What you need to do –
All records below must be reproduced exactly, although any pictures they contain are to be omitted.

Records from a dataset
▽

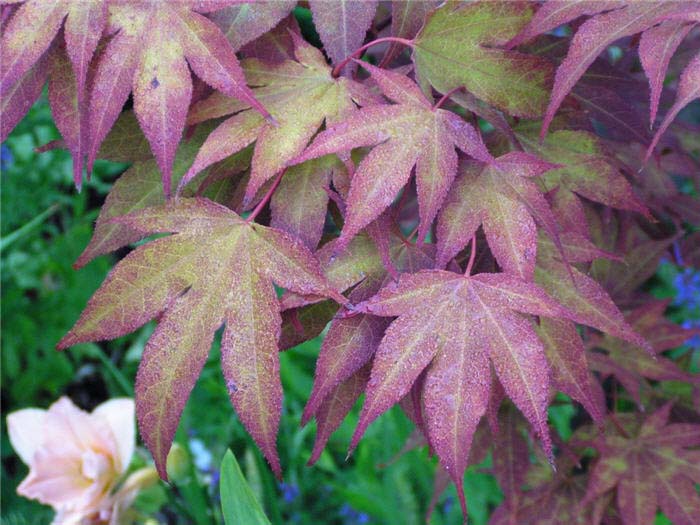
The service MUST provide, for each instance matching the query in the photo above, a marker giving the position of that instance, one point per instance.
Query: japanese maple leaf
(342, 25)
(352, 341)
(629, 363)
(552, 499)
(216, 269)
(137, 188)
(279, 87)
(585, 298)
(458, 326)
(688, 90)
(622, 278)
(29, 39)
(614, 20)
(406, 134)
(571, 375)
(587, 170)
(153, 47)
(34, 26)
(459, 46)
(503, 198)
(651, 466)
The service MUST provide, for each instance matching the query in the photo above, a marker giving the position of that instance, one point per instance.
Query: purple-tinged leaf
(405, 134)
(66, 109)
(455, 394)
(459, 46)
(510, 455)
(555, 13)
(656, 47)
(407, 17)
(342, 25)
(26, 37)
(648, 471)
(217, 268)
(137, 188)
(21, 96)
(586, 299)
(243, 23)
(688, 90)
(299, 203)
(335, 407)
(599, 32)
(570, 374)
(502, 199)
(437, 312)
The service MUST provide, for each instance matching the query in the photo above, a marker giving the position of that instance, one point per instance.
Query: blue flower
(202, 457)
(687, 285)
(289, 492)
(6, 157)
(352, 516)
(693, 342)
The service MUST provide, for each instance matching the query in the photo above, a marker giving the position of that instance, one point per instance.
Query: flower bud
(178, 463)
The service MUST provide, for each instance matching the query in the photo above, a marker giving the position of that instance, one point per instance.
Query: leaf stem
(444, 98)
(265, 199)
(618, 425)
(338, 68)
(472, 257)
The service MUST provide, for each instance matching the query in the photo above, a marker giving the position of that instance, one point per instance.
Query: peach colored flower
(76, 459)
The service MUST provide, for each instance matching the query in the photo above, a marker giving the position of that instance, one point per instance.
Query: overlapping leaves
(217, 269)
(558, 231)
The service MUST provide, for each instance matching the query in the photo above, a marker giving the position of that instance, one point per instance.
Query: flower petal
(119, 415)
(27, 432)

△

Written reply –
The service MUST provide, for each instance matching the query in the photo above, a marker giving the position of that instance, one point per instance.
Query: japanese maple leaf
(342, 25)
(352, 341)
(629, 363)
(552, 499)
(216, 269)
(137, 188)
(279, 87)
(585, 298)
(458, 326)
(688, 90)
(622, 278)
(29, 39)
(614, 20)
(406, 134)
(571, 375)
(587, 170)
(153, 47)
(34, 26)
(459, 46)
(503, 198)
(651, 466)
The service MUST provide, for each instance matching the query in the photo above, a marker giving the position of that instance, one point per instance.
Query: purple-tinged leaf
(405, 134)
(66, 109)
(455, 394)
(459, 46)
(510, 455)
(555, 13)
(656, 47)
(407, 17)
(342, 25)
(26, 37)
(648, 471)
(217, 268)
(137, 188)
(21, 96)
(586, 299)
(243, 23)
(688, 90)
(299, 203)
(335, 407)
(599, 32)
(570, 374)
(502, 199)
(437, 312)
The service MUST provide, for each instance matching the query in the photo above, a marker giving the position of that instance, one point per instance.
Query: blue flower
(202, 457)
(687, 285)
(289, 492)
(6, 157)
(352, 516)
(693, 342)
The service MUST provide, for each instance matching the query in the photo above, a marker giving the position of that instance, one point per instance.
Query: flower bud
(178, 463)
The service MUST provide, for each instance matching the query in the photo above, a marker giving the position of that instance, one point per instance.
Query: leaf stem
(444, 98)
(265, 199)
(618, 425)
(338, 68)
(472, 257)
The service MUST provide, for each instance matching the query in the photo above, a marker giving the position of that instance, one point per instance.
Query: peach colored flower
(76, 459)
The service MUST provide, for each instance matching the query in the photo above, a marker giving the position of that instance, one point per instance.
Query: overlapping leaves
(217, 269)
(558, 231)
The service MUST provide, for each instance matching the query in the photo above, a marker giving the position of that instance, one point per instance.
Query: flower petal
(119, 415)
(27, 432)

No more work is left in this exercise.